#### Source records
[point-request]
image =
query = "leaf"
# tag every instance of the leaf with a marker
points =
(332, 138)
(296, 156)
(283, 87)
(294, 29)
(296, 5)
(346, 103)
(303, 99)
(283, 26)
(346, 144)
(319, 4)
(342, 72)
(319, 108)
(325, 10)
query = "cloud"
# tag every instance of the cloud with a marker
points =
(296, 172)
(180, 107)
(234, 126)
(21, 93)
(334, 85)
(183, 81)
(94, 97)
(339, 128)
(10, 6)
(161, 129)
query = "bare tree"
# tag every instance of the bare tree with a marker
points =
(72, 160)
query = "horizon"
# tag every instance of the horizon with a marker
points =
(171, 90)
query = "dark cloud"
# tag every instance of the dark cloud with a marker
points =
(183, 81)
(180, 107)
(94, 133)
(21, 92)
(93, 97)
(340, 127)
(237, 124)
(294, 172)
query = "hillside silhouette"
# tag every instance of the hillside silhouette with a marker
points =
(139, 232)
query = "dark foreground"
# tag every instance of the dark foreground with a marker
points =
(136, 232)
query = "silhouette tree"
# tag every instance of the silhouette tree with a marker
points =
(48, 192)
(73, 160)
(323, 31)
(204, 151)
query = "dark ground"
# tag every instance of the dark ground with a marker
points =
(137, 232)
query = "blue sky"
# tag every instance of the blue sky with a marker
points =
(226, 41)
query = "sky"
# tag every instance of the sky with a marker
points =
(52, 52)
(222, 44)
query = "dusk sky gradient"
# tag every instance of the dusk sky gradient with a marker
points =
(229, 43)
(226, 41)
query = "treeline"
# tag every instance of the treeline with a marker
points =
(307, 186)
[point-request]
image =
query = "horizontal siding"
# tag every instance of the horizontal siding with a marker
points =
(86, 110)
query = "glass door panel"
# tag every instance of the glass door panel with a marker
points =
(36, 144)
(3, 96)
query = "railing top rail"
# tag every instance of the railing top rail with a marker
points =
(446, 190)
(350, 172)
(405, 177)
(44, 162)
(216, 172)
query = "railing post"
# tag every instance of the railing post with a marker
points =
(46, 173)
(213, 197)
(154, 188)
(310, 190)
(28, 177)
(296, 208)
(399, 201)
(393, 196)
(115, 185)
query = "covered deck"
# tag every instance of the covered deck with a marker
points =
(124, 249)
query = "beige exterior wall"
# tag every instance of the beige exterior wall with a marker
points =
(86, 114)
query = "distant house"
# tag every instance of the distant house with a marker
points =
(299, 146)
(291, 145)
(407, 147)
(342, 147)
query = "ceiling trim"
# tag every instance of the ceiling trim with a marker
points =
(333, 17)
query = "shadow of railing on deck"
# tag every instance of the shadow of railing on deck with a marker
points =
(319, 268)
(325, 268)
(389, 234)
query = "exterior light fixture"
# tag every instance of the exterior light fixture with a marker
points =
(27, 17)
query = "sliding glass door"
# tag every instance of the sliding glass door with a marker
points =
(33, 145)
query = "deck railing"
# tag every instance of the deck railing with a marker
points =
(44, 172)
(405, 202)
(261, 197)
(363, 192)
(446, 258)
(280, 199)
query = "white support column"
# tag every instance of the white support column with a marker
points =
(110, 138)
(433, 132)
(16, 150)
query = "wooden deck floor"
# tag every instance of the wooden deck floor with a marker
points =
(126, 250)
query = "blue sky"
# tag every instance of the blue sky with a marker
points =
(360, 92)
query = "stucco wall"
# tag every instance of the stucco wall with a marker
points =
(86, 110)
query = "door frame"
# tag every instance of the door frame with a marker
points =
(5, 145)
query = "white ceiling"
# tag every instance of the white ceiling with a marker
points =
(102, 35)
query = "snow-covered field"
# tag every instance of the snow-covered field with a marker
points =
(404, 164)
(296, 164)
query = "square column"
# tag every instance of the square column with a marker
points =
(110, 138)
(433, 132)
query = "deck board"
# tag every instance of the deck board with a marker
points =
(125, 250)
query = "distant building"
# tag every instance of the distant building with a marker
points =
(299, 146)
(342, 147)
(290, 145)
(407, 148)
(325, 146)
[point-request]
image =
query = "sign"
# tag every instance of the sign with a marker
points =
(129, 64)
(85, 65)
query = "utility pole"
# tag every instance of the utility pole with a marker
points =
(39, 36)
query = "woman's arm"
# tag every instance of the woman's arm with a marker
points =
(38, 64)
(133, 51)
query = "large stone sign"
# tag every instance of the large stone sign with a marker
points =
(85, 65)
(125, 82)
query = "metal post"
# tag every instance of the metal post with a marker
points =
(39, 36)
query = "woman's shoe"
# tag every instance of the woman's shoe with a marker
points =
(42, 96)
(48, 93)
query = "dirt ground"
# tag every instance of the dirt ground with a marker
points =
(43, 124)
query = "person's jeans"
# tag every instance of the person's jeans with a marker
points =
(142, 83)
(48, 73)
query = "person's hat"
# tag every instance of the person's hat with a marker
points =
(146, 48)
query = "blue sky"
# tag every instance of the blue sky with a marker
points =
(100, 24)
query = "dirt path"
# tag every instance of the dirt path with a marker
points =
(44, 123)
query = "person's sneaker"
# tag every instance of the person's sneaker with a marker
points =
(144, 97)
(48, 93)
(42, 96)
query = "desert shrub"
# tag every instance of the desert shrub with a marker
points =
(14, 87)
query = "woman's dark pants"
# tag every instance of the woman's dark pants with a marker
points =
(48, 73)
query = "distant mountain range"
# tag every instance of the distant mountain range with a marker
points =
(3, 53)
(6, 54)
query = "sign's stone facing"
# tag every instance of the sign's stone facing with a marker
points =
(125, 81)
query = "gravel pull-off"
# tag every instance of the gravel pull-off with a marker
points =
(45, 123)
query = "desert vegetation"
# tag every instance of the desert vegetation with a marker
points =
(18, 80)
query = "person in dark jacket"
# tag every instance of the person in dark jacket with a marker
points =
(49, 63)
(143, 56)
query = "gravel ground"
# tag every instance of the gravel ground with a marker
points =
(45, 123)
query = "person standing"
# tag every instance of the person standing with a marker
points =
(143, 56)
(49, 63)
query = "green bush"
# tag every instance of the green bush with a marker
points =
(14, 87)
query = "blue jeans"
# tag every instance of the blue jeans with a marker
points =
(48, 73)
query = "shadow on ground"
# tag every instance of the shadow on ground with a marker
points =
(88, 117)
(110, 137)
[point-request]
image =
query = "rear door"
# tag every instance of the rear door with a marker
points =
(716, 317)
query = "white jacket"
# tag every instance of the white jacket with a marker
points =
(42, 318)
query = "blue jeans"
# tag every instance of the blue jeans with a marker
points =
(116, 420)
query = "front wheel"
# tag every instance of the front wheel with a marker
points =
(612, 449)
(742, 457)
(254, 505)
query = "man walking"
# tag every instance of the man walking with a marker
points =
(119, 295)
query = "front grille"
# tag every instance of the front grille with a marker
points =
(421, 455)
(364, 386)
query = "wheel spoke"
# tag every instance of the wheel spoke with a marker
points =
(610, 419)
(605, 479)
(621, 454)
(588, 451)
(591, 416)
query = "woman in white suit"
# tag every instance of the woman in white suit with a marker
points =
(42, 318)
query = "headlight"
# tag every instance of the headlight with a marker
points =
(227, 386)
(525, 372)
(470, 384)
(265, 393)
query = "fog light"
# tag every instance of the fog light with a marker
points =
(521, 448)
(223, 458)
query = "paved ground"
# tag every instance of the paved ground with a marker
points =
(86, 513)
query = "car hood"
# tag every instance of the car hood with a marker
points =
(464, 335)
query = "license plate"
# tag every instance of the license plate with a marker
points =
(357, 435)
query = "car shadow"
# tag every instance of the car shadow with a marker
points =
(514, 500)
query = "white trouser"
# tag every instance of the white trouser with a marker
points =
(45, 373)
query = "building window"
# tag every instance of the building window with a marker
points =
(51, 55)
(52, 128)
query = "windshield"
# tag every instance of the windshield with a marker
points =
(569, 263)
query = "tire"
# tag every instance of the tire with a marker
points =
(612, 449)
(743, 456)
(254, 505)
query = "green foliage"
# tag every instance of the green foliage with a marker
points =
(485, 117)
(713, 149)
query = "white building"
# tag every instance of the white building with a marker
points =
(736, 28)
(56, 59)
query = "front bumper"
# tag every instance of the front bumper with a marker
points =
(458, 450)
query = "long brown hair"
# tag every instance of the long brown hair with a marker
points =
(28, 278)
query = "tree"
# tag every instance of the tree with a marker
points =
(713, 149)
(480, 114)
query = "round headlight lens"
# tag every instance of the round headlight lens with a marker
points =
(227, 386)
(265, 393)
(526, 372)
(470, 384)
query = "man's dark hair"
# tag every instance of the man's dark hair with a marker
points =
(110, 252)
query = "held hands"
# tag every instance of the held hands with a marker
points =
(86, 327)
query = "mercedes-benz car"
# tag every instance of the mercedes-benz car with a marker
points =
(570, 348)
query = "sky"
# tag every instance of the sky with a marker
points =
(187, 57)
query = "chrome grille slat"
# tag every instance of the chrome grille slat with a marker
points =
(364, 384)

#### Description of the task
Find the word "windshield" in the records, and report each line that has it.

#### Problem solution
query = "windshield"
# tag every instance of the windshield with a marker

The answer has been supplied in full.